THE TASK>
Copy every record below, exactly as written.

GIVEN INFORMATION>
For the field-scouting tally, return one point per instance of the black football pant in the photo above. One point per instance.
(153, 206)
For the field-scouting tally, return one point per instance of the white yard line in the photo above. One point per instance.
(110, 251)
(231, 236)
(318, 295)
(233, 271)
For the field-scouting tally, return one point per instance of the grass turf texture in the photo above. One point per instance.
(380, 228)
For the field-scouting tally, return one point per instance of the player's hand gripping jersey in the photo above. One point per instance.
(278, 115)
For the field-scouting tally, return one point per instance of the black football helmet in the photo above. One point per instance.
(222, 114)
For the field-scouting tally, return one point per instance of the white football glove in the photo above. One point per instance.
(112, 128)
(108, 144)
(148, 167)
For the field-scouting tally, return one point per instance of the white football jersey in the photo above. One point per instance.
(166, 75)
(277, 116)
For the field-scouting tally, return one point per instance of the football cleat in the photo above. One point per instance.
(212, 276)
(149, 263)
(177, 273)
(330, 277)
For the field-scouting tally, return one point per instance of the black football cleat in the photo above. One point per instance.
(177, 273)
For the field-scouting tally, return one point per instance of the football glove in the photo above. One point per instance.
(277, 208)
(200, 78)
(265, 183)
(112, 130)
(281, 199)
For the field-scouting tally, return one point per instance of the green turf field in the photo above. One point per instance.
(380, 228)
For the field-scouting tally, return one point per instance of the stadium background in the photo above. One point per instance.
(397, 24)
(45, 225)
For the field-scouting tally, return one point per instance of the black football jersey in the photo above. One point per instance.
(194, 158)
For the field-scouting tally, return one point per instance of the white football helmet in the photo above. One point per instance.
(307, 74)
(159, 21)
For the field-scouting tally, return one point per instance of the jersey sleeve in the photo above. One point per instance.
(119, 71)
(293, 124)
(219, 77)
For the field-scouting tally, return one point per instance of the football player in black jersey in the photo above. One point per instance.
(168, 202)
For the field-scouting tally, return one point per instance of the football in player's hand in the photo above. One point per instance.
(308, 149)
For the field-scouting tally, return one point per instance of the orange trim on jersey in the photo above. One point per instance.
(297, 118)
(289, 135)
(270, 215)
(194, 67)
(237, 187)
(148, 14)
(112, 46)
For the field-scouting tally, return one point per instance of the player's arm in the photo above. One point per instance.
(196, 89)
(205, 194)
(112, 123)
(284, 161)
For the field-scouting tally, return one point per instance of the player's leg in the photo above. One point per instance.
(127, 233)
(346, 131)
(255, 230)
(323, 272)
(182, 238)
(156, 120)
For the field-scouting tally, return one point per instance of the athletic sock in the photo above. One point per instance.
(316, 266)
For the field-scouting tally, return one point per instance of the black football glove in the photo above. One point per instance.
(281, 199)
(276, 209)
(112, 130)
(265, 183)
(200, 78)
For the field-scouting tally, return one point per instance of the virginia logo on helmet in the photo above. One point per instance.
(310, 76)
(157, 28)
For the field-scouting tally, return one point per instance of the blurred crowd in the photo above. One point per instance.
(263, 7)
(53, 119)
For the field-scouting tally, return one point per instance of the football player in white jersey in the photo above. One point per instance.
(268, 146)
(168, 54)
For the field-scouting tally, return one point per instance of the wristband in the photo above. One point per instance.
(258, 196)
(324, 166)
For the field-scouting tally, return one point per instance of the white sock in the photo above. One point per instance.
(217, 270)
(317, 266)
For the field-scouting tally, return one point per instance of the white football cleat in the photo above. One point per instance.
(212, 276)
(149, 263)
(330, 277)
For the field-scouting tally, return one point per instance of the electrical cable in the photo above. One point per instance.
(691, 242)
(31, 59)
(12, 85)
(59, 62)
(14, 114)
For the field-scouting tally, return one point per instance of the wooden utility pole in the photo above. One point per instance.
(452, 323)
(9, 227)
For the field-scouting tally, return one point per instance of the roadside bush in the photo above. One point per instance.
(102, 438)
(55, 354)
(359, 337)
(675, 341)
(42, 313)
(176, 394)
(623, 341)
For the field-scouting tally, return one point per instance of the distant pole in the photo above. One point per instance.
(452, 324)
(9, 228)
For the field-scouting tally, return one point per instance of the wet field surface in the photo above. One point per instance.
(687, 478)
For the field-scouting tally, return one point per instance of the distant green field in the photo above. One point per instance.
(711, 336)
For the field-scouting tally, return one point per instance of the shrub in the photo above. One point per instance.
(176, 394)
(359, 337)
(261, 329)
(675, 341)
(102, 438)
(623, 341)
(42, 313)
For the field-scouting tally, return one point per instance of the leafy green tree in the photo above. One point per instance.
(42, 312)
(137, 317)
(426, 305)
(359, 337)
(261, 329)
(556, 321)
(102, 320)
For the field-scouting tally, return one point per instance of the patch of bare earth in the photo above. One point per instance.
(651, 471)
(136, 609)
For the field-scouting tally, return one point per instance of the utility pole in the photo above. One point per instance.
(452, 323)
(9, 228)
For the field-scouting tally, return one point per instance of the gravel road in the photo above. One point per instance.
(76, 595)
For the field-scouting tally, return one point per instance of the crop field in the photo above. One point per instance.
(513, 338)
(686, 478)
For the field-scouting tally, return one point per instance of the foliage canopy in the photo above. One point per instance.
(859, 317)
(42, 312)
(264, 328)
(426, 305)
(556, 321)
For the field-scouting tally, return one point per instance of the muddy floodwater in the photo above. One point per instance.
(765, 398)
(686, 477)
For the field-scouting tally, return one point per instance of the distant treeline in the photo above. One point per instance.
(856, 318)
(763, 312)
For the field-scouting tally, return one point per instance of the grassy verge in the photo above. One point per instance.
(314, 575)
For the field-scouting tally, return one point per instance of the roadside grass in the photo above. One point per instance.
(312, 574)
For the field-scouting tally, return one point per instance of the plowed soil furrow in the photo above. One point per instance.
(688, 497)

WRITTEN ANSWER>
For the field-scouting tally, return one point per instance of the black football pant in the photo above. One point per instance.
(153, 206)
For the field-scouting tally, return one point per instance of the white yard line in the photo above. One point per instance.
(110, 251)
(231, 236)
(318, 295)
(233, 271)
For the field-scouting tally, return one point per instance of the grass turf texture in the photo above. One point per instance.
(380, 228)
For the field-scouting tally, return one point per instance of the player's hand gripping jersey in the photo above. One point per instance.
(278, 115)
For the field-scouting tally, return one point per instance of the black football helmet in the photo above. One point per instance.
(222, 114)
For the field-scouting tally, return one point per instance of the white football glove in the photo above. One point per instance.
(112, 128)
(108, 144)
(148, 167)
For the field-scouting tally, return one point per instance of the white football jersey in the photo above. One point per instance.
(166, 75)
(277, 116)
For the field-scouting tally, return one point per instance of the football cleat in the photo above. One point per instance.
(212, 276)
(149, 263)
(177, 273)
(330, 277)
For the field-scouting tally, return one point per instance of the black football cleat in the photo above. One point per instance.
(177, 273)
For the field-scouting tally, return one point per instance of the football glove in the photo above. One point per instance.
(277, 208)
(200, 78)
(265, 183)
(112, 130)
(281, 199)
For the field-scouting tally, return one point per instance of the green turf field in the photo above. One point per instance.
(380, 228)
For the field-scouting tally, return one point per instance of the stadium background in the photo above. One point per instance.
(397, 24)
(45, 225)
For the field-scouting tally, return one point per instance of the black football jersey in the photo above. One point per instance.
(194, 158)
For the field-scouting tally, return one point per instance of the white football helmet in the photo above. One point per instance.
(307, 74)
(159, 21)
For the field-scouting tally, return one point per instance of the jersey sleeve in the photo above. One point per instance.
(119, 71)
(293, 124)
(219, 77)
For the field-scouting tally, return one point per instance of the football player in black jersey in the photo above. One point per instance.
(168, 202)
For the field-scouting tally, return one point per instance of the football in player's hand in the photo above. One point per instance.
(308, 149)
For the field-scouting tally, return one point per instance of the orange trim on jersey in the photo above. One point per instance.
(297, 118)
(289, 135)
(270, 215)
(194, 67)
(237, 187)
(148, 14)
(112, 46)
For the field-scouting tally, return one point per instance of the player's arm in the photo above. One point per instance.
(196, 89)
(205, 194)
(112, 123)
(284, 161)
For the field-scouting tally, return one point per instance of the player's leg in the photo above. One point per instance.
(127, 233)
(346, 131)
(255, 230)
(323, 272)
(182, 238)
(156, 120)
For the field-scouting tally, return one point per instance of the athletic sock in the photo above. One point per instance.
(316, 266)
For the field-scouting tally, return one point per instance of the black football glove in the photo above. One point per instance.
(281, 199)
(276, 209)
(112, 130)
(265, 183)
(200, 78)
For the field-scouting tally, return one point per instance of the virginia logo on helmet in the photo above. One point per instance.
(310, 76)
(157, 28)
For the field-scouting tally, return one point per instance of the blurred crowd in the photo above. One point per instance.
(263, 7)
(53, 119)
For the field-scouting tally, return one point per instance of the football player in white jersey in the photo above. One point per instance.
(268, 146)
(168, 54)
For the field-scouting tally, return one point per instance of the wristband in the photo above. One point per instance.
(258, 196)
(324, 166)
For the field-scouting tally, return one point per instance of the white sock in the photo above. One point per instance.
(217, 270)
(317, 266)
For the field-scouting tally, return one point per instance of the white football cleat in the photo above. One point per instance.
(212, 276)
(149, 263)
(330, 277)
For the field-scouting tally, return one point per instance of the electrical cable in the photo above. One point per instance.
(691, 242)
(31, 59)
(12, 85)
(59, 62)
(14, 114)
For the field-scouting tally, return one point per instance of the wooden utility pole in the photo above. One point per instance.
(452, 323)
(9, 227)
For the field-scouting tally, return one point per instance of the roadside bush in the photo above. One point per instance.
(102, 438)
(55, 354)
(359, 337)
(675, 341)
(42, 313)
(176, 394)
(623, 341)
For the field-scouting tally, return one point per instance of the distant pole in the photo above. One point per instance.
(452, 324)
(9, 228)
For the field-scouting tally, return one point per instance of the wet field surface in the photo above. One point per instance.
(687, 478)
For the field-scouting tally, return one point per instance of the distant green field in the photo above. One point per instance.
(711, 336)
For the field-scouting tally, return one point per instance of the shrub in the photo above. One point per instance.
(176, 394)
(359, 337)
(261, 329)
(675, 341)
(102, 438)
(623, 341)
(42, 313)
For the field-scouting tally, return one point per instance of the leafy green tree in the photo above. One point per instance.
(42, 312)
(137, 317)
(426, 305)
(359, 337)
(261, 329)
(556, 321)
(102, 320)
For the field-scouting tally, return one point per instance of the patch of bare earth in the photo above. One point per instance.
(651, 471)
(136, 609)
For the field-scouting tally, return one point per instance of the utility pole in the photo above. One point per instance.
(452, 323)
(9, 228)
For the field-scouting tally, return one point per instance of the gravel road in the photo above. One point per instance.
(76, 595)
For the field-scouting tally, return one point per instance of the crop field in the photo above. One point per instance.
(513, 338)
(686, 478)
For the field-scouting tally, return one point per instance of the foliage canopy in the photo above. One point per instance.
(859, 317)
(42, 312)
(264, 328)
(426, 305)
(556, 321)
For the field-scouting tally, return one point per instance of the muddy floodwater in the photo above. One point per instance.
(765, 398)
(686, 477)
For the field-scouting tally, return one point per instance of the distant treeline in the photo above. One point per instance.
(856, 318)
(763, 312)
For the field-scouting tally, return one point per instance of the grassy verge in the photo above. One point per instance.
(314, 575)
For the field-scouting tally, return one point per instance of the roadside grass in the photo above. One point per instance.
(312, 574)
For the field-scouting tally, return one point per instance of the plowed soil furrow in the photo above. One point per instance.
(688, 497)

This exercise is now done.